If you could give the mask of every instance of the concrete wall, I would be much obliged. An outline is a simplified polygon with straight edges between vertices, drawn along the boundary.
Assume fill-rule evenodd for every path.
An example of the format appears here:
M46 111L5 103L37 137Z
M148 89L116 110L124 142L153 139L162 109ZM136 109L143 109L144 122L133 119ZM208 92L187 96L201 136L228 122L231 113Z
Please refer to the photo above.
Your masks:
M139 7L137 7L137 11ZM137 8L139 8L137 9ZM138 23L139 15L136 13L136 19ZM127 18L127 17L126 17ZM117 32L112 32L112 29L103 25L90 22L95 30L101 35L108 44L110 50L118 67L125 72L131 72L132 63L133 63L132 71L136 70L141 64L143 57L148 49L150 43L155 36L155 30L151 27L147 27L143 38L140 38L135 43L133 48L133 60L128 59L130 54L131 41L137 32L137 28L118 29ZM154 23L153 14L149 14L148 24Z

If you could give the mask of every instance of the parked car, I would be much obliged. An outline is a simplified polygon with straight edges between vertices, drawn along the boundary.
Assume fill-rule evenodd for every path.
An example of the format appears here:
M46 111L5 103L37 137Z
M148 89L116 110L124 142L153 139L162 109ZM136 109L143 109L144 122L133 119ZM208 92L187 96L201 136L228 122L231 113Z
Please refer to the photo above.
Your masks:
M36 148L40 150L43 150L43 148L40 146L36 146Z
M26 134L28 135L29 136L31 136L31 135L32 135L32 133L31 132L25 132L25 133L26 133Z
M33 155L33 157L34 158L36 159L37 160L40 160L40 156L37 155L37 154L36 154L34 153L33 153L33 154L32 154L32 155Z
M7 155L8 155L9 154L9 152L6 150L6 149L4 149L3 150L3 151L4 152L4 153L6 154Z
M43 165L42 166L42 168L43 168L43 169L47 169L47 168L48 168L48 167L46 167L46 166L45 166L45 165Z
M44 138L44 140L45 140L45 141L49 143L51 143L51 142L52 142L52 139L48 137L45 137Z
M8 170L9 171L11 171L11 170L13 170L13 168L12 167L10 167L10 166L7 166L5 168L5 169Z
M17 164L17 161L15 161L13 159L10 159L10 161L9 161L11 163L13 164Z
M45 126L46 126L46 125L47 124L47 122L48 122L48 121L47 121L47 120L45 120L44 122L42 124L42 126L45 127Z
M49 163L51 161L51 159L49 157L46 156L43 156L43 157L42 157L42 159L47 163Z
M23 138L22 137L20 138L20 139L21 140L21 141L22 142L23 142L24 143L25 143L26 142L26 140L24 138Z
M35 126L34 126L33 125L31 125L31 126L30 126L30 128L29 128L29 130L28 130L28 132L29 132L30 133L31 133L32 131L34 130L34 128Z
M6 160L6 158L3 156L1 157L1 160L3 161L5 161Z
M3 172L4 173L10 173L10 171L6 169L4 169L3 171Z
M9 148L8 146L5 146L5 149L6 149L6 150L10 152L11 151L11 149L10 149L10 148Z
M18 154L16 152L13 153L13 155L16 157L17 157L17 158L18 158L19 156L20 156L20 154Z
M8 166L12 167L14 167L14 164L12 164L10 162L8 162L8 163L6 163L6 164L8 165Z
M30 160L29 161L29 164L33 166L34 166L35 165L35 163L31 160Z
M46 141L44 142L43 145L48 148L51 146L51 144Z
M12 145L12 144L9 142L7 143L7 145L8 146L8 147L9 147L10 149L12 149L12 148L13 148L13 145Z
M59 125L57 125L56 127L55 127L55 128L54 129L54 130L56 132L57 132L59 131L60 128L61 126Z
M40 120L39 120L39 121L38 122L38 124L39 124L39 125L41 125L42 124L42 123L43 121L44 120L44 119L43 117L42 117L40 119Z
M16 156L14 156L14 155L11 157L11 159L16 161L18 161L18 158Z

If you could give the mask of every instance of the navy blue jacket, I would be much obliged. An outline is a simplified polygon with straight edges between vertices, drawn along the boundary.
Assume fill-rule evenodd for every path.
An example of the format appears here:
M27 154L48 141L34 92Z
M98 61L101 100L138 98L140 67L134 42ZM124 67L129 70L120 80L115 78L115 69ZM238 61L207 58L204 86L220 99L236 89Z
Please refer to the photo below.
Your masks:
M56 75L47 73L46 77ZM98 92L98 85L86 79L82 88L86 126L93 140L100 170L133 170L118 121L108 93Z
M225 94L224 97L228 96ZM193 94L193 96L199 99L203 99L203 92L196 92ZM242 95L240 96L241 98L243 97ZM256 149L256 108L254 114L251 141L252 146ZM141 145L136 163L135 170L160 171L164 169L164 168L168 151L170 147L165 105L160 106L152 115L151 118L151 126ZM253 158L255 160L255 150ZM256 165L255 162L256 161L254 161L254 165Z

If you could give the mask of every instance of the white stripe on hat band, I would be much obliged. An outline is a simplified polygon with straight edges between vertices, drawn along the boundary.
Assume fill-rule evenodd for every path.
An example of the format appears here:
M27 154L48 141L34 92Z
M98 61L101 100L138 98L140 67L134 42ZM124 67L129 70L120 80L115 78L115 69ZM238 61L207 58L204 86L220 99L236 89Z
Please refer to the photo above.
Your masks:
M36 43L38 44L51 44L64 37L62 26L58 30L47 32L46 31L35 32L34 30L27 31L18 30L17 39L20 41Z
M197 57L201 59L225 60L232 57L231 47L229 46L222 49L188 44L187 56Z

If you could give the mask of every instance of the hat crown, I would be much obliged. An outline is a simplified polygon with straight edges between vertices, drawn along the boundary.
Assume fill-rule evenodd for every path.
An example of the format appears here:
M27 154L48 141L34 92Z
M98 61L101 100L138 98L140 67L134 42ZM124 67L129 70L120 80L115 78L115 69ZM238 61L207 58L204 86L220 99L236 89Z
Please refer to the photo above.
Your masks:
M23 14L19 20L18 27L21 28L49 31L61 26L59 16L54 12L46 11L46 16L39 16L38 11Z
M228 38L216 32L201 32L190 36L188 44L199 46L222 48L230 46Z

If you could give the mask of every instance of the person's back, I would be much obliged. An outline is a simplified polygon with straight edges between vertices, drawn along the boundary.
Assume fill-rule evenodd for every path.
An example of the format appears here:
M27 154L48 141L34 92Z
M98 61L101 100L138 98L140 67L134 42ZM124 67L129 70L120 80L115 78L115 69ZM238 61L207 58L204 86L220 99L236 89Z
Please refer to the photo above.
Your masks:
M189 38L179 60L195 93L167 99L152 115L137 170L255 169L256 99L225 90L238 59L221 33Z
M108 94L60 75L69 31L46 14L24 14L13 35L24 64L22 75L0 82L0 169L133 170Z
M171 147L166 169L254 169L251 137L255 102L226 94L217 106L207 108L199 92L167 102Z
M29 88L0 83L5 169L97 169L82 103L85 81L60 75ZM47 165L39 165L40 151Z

- **STATED PROBLEM**:
Produce a verbatim transcription of the entries above.

- **ANSWER TO THIS TASK**:
If you could give the mask of every instance of the concrete wall, I would be much obliged. An outline is a simplified polygon with straight edges between vertices, drawn along the boundary.
Assume fill-rule evenodd for every path.
An example of the format appears here:
M46 111L5 103L37 137Z
M148 89L116 110L124 142L153 139L162 109ZM136 109L143 109L144 122L133 119ZM208 92L187 96L201 136L228 122L231 113Z
Please refer to the photo above.
Your masks:
M139 7L137 7L137 11ZM137 8L139 8L137 9ZM138 23L139 15L136 13L136 19ZM127 18L127 17L126 17ZM117 32L112 32L112 29L103 25L90 22L95 30L101 35L108 44L110 50L118 67L125 72L131 72L132 63L133 63L132 71L136 70L141 64L143 57L148 49L150 43L155 36L155 30L151 27L147 27L143 38L140 38L135 43L133 48L133 60L128 59L130 54L131 41L137 32L137 28L118 29ZM154 23L153 14L149 14L148 24Z

If you could give the mask of every instance of the parked car, I would be much obliged. An outline is a simplified polygon with straight edges between vertices, drawn along the boundary.
Assume fill-rule evenodd for every path.
An example of the format appears here:
M46 111L5 103L37 137Z
M148 89L116 110L124 142L153 139L162 109ZM136 109L143 109L144 122L133 119ZM208 92L187 96L201 136L228 122L231 113Z
Please refer to the photo above.
Your masks:
M36 148L40 150L43 150L43 148L40 146L36 146Z
M26 134L28 135L29 136L31 136L31 135L32 135L32 133L31 132L25 132L25 133L26 133Z
M33 155L33 157L34 158L36 159L37 160L40 160L40 156L37 155L37 154L36 154L34 153L33 153L33 154L32 154L32 155Z
M7 155L8 155L9 154L9 152L6 150L6 149L4 149L3 150L3 151L4 152L4 153L6 154Z
M43 165L42 166L42 168L43 168L43 169L47 169L47 168L48 168L48 167L46 167L46 166L45 166L45 165Z
M44 138L44 140L45 140L45 141L49 143L51 143L51 142L52 142L52 139L48 137L45 137Z
M8 170L9 171L11 171L11 170L13 170L13 168L12 167L10 167L10 166L7 166L5 168L5 169Z
M17 164L17 161L15 161L13 159L10 159L10 161L9 161L11 163L13 164Z
M45 126L46 126L46 125L47 124L47 122L48 122L48 121L47 121L47 120L45 120L44 122L42 124L42 126L45 127Z
M49 163L51 161L51 159L49 157L46 156L43 156L43 157L42 157L42 159L47 163Z
M23 138L22 137L20 138L20 139L21 140L21 141L22 142L23 142L24 143L25 143L26 142L26 140L24 138Z
M35 126L34 126L33 125L31 125L31 126L30 126L30 128L29 128L29 130L28 130L28 132L29 132L30 133L31 133L32 131L34 130L34 128Z
M6 160L6 158L3 156L1 157L1 160L3 161L5 161Z
M3 172L4 173L10 173L10 171L6 169L4 169L3 171Z
M9 148L8 146L5 146L5 149L6 149L6 150L10 152L11 151L11 149L10 149L10 148Z
M18 154L16 152L13 153L13 155L16 157L17 157L17 158L18 158L19 156L20 156L20 154Z
M8 166L12 167L14 167L14 164L12 164L10 162L8 162L8 163L6 163L6 164L8 165Z
M30 160L29 161L29 164L33 166L34 166L35 165L35 163L31 160Z
M46 141L44 142L43 145L48 148L51 146L51 144Z
M12 145L12 144L9 142L7 143L7 145L8 146L8 147L9 147L10 149L12 149L12 148L13 148L13 145Z
M59 125L57 125L56 127L55 127L55 128L54 129L54 130L56 132L57 132L59 131L60 128L61 126Z
M40 120L39 120L39 121L38 122L38 124L39 124L39 125L41 125L42 124L42 123L43 121L44 120L44 119L43 117L42 117L40 119Z
M16 156L14 156L14 155L11 157L11 159L16 161L18 161L18 158Z

If you could give the mask of every instance of the navy blue jacket, I would be much obliged. An outline is a simplified polygon with straight edges between vertices, drawn along the boundary.
Assume fill-rule evenodd for every path.
An example of the format appears here:
M27 154L48 141L34 92Z
M98 61L101 100L138 98L140 67L134 42ZM124 67L129 70L120 80L115 78L115 69ZM238 61L207 58L204 86L220 99L236 89Z
Please refer to the photo below.
Your masks:
M56 75L47 73L46 77ZM98 92L98 85L86 79L82 88L86 126L93 140L100 170L133 170L118 121L108 93Z
M225 94L224 97L228 96ZM193 94L193 96L199 99L203 99L203 92L196 92ZM242 95L240 96L241 98L243 97ZM256 149L256 108L254 114L251 141L252 146ZM141 145L136 163L135 170L160 171L164 169L164 168L168 151L170 147L165 105L160 106L152 115L151 118L151 126ZM253 158L255 160L255 150ZM256 165L255 162L256 161L254 161L254 165Z

If you could give the mask of every instance of the white stripe on hat band, I would be much obliged. An outline is a simplified polygon with straight edges between vertices, drawn along the boundary.
Assume fill-rule evenodd for every path.
An example of the format appears here:
M27 154L48 141L34 92Z
M98 61L101 100L138 98L140 67L134 42ZM124 67L129 70L120 80L115 78L115 69ZM238 61L207 58L204 86L220 99L236 89Z
Please refer to the photo above.
Your masks:
M36 43L38 44L51 44L64 37L62 26L58 30L47 32L46 31L35 32L34 30L27 31L18 30L17 39L20 41Z
M197 57L201 59L225 60L232 57L231 47L229 46L222 49L188 44L187 56Z

If you could give the mask of every instance of the hat crown, I would be much obliged. An outline is a simplified polygon with straight edges between vertices, drawn along the boundary.
Assume fill-rule evenodd for every path.
An example of the format appears here:
M27 154L48 141L34 92Z
M98 61L101 100L138 98L140 67L134 42ZM124 67L129 70L120 80L115 78L115 69ZM238 61L207 58L204 86L220 99L236 89Z
Please refer to the photo above.
Your masks:
M23 14L19 20L18 27L21 28L49 31L61 26L59 16L54 12L46 11L46 16L39 16L38 11Z
M228 38L216 32L201 32L190 36L188 44L199 46L222 48L230 46Z

If you could give the mask of every instance of the person's back, I would be much obliged. An outline is a simplified polygon with straight edges between vertices, drawn along the boundary.
Assume fill-rule evenodd for every path.
An example of the format appears here:
M27 154L48 141L34 92Z
M98 61L101 100L138 98L140 67L134 42ZM124 67L129 70L120 80L115 78L115 69ZM238 61L207 58L204 86L220 99L236 89Z
Please refer to the photo above.
Your masks:
M189 38L179 60L195 93L167 99L152 115L137 170L255 169L256 99L225 90L238 59L221 33Z
M108 94L60 75L69 31L46 14L24 14L13 35L24 64L22 75L0 82L0 169L133 170Z
M171 147L166 169L254 169L251 137L255 102L226 94L217 106L207 108L199 92L167 102Z
M29 88L0 83L5 169L97 169L82 103L85 81L60 75ZM47 165L39 165L40 151Z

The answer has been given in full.